If you are the parent or caregiver of a female child who started taking Adempas before reaching puberty, you should check your child regularly to see if she is developing signs of puberty. Tell your doctor right away if you notice that she is developing breast buds or any pubic hair. Your doctor should decide if your child has reached puberty. Your child may reach puberty before having her first menstrual period.

Females can only receive Adempas through a restricted program called the Adempas Risk Evaluation and Mitigation Strategies (REMS) program. If you are a female who can become pregnant, you must talk to your doctor, understand the benefits and risks of Adempas, and agree to all of the instructions in the Adempas REMS program. Males can receive Adempas without taking part in the Adempas REMS program.

Do not take Adempas if:

  • you are pregnant, plan to become pregnant, or become pregnant during treatment with Adempas. Adempas can cause serious birth defects.

◆ ◆ ◆ ◆ ◆ ◆ ◆

◆ **Tasks**:
a – In the Adempas passage, through what program can females receive Adempas?
b – Rewrite the Adempas passage starting with "Females can only" and going on through "part in the Adempas REMS program.", swapping "doctor" for "healthcare provider".

◆ ◆ ◆ ◆ ◆ ◆ ◆

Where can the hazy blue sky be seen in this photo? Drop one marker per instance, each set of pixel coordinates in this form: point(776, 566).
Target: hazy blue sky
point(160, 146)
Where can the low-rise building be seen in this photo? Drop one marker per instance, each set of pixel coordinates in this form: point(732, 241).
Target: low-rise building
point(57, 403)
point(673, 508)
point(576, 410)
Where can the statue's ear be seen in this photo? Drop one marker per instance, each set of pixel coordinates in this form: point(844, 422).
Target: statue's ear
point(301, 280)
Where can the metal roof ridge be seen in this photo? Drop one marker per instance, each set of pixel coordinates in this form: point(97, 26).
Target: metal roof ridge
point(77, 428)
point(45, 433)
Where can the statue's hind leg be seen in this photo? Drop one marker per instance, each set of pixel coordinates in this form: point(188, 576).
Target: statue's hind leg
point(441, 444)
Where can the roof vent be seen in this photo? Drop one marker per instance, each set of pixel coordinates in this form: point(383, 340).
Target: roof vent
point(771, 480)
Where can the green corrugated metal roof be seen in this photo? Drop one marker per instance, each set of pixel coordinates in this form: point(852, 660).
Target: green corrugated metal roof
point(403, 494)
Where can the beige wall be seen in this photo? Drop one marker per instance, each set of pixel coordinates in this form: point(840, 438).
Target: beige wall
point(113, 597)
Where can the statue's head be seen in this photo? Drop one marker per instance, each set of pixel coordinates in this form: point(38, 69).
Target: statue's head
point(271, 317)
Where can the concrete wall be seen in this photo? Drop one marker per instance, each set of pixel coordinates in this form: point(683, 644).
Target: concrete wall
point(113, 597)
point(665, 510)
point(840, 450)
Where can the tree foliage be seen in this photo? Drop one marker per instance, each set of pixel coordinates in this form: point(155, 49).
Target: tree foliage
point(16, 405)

◆ ◆ ◆ ◆ ◆ ◆ ◆

◆ **Answers by item**:
a – The Adempas Risk Evaluation and Mitigation Strategies (REMS) program.

b –
Females can only receive Adempas through a restricted program called the Adempas Risk Evaluation and Mitigation Strategies (REMS) program. If you are a female who can become pregnant, you must talk to your healthcare provider, understand the benefits and risks of Adempas, and agree to all of the instructions in the Adempas REMS program. Males can receive Adempas without taking part in the Adempas REMS program.